▶ **The task**:
Rewrite the items from the line with "Put a marker on every instance of the brick" up to and including the line with "[(463, 279), (344, 270), (147, 343), (512, 378), (222, 277)]", swapping "green shrub" for "leafy shrub" and leaving everything else unchanged. Return only those lines.

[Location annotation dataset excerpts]
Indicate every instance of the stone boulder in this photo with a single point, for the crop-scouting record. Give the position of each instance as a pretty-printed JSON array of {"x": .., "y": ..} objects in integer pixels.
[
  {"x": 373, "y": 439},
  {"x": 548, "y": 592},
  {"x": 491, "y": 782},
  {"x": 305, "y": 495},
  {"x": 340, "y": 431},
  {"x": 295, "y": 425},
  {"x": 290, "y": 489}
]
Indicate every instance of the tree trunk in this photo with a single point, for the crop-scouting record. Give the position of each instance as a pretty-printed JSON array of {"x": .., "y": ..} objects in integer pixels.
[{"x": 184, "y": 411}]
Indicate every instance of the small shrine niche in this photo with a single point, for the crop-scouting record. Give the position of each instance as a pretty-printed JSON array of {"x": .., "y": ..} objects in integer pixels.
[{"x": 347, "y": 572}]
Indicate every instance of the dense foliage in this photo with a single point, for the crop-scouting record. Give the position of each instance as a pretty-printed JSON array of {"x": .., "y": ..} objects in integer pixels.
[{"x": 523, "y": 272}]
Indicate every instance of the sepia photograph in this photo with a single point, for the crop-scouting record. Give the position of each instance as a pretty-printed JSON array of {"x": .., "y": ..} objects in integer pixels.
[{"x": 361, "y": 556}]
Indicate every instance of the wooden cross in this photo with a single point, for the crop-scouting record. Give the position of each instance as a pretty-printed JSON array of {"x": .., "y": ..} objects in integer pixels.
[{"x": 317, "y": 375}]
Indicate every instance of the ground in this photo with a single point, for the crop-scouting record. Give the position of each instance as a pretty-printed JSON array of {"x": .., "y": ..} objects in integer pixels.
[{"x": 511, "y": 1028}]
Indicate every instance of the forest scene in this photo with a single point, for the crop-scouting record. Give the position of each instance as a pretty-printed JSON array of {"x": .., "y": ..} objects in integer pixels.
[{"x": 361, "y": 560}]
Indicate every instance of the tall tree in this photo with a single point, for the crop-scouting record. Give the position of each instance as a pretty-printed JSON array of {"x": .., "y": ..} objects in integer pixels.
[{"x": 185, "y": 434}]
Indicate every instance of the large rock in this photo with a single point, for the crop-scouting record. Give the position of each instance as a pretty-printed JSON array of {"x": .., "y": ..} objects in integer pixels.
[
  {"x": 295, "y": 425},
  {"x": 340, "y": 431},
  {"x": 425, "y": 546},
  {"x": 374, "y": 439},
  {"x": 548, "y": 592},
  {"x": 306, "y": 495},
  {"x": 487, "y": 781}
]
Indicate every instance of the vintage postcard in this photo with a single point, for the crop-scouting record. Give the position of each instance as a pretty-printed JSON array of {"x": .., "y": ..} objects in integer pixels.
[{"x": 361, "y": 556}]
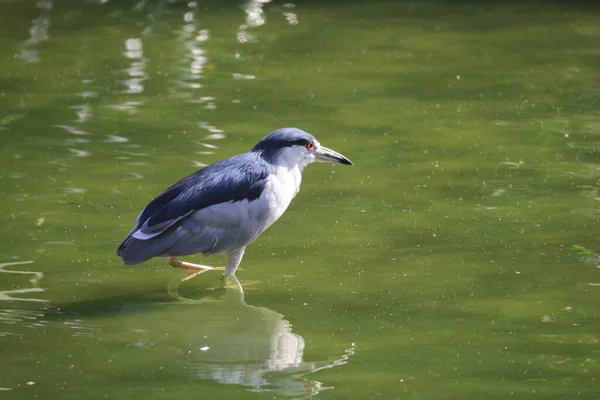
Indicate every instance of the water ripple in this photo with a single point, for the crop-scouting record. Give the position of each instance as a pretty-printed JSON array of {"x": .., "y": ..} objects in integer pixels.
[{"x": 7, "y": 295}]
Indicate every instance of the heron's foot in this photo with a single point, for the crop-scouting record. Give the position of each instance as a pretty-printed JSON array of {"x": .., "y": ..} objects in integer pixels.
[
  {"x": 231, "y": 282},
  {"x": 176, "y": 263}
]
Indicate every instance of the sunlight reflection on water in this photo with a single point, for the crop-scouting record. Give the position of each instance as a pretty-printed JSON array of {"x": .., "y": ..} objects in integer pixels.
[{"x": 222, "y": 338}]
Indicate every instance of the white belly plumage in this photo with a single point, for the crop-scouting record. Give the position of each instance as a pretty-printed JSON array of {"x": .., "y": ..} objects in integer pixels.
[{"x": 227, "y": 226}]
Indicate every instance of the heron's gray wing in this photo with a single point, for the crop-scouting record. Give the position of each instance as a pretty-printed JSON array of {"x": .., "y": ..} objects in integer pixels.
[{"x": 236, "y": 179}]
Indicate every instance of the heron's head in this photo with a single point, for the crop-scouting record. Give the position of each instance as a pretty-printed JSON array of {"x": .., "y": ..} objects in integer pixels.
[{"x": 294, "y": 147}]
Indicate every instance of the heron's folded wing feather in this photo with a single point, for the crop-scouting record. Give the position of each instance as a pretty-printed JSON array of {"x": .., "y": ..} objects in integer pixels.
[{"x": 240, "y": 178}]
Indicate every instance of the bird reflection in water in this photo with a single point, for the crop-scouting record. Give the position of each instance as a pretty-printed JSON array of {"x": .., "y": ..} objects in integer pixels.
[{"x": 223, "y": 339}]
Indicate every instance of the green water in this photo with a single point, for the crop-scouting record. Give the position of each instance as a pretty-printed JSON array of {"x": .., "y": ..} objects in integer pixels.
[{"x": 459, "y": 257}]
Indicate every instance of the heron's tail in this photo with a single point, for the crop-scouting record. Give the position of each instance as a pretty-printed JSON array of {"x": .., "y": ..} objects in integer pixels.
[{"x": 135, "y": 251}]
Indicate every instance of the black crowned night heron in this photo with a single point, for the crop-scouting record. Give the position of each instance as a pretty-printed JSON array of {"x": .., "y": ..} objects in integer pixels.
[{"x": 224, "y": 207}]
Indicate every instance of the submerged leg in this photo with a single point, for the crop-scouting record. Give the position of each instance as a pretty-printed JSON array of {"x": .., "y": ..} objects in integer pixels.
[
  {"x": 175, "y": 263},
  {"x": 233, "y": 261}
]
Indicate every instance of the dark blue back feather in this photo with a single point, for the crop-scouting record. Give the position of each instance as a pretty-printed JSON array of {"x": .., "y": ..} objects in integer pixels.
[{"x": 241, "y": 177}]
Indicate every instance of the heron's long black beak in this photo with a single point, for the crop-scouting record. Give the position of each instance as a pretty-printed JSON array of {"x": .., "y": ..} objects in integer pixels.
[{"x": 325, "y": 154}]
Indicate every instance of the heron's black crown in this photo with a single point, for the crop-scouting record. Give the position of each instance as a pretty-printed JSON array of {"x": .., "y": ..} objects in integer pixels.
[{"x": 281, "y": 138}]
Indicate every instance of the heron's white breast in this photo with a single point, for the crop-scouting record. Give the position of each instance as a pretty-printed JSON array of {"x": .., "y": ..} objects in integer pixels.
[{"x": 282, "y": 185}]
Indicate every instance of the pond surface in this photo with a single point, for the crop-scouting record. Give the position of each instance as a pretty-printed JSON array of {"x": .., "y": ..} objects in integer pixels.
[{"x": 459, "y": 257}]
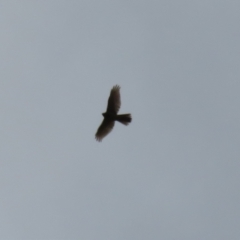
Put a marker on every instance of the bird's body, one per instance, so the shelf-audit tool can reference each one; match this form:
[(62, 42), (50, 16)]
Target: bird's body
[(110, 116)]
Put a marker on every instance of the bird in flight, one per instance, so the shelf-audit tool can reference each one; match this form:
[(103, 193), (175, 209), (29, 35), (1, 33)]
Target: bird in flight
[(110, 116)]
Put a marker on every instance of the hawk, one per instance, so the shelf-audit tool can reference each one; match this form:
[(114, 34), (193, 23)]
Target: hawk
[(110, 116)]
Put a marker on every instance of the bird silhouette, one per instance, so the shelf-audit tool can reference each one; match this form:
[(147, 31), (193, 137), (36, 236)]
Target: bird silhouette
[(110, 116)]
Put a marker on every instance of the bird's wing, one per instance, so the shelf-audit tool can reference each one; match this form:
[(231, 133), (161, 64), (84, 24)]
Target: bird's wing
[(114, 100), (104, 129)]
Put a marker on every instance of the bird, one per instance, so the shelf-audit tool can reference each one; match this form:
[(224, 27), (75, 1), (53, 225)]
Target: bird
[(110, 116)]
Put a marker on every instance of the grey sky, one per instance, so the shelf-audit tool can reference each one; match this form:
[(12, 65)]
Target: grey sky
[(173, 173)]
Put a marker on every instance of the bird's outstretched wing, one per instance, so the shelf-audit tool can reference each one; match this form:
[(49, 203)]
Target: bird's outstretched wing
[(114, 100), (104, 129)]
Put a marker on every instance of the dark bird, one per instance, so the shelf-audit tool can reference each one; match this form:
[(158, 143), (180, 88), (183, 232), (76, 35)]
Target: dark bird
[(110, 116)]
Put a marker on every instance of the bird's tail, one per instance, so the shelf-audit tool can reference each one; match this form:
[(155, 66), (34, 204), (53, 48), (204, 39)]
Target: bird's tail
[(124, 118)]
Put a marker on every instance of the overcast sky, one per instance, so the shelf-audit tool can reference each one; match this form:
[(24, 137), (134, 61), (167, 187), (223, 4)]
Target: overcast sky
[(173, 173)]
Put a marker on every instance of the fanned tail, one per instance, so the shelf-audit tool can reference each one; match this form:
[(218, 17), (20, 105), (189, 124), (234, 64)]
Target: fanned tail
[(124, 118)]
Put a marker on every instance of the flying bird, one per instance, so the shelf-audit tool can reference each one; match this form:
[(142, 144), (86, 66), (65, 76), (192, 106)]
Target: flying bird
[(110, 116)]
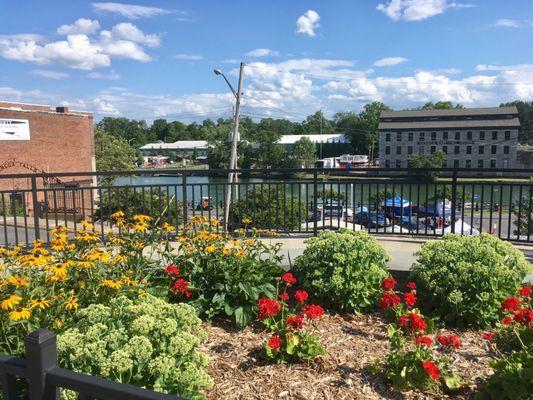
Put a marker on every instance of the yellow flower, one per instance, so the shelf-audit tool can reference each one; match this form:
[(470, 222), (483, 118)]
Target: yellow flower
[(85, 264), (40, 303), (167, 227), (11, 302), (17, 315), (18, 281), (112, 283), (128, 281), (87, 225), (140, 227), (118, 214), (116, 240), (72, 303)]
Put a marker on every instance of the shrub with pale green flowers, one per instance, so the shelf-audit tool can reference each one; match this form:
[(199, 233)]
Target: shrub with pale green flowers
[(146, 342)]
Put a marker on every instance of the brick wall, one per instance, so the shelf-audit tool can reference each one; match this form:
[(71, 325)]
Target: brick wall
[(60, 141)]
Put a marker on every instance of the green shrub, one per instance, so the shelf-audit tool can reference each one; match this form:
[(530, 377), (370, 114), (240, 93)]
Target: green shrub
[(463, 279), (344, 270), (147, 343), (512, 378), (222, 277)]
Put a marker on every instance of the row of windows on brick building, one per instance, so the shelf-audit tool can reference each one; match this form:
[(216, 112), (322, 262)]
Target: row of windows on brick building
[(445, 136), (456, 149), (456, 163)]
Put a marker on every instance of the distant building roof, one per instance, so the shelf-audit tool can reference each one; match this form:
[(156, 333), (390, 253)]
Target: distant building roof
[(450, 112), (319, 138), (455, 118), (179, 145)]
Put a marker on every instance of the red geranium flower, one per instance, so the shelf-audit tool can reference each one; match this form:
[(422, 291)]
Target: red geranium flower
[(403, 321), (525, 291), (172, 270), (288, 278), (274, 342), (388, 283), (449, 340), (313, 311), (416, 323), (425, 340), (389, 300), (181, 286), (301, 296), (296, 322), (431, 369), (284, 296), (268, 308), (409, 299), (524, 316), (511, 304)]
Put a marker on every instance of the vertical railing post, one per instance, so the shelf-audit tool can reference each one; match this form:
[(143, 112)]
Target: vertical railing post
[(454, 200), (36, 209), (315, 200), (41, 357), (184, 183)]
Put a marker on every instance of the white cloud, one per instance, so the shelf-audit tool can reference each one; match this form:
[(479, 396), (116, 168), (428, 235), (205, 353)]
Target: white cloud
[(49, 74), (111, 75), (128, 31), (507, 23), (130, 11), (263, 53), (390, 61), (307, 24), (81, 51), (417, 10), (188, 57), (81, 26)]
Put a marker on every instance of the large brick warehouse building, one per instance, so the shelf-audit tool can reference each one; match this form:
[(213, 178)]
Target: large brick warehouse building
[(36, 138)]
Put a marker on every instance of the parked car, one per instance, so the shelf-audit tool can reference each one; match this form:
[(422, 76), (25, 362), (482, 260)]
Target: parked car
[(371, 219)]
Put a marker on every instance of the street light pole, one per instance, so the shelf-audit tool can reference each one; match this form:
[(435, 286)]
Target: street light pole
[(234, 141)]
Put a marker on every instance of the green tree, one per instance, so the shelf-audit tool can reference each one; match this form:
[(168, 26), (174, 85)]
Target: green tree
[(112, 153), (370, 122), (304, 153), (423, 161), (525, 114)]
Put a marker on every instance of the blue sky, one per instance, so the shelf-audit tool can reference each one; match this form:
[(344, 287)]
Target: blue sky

▶ **Correct output**:
Put a marker on every instance of the brick wall, one per instance, so the shelf-audit tool can reference each one; match this form:
[(71, 325)]
Target: brick wall
[(60, 141)]
Put a marker on every instance of the leafy shrub, one per instance, so the shelf-audit tool can reference each one; match this form:
[(530, 377), (370, 114), (240, 93)]
Target: leafy shrub
[(463, 279), (344, 270), (147, 343), (512, 378), (222, 277)]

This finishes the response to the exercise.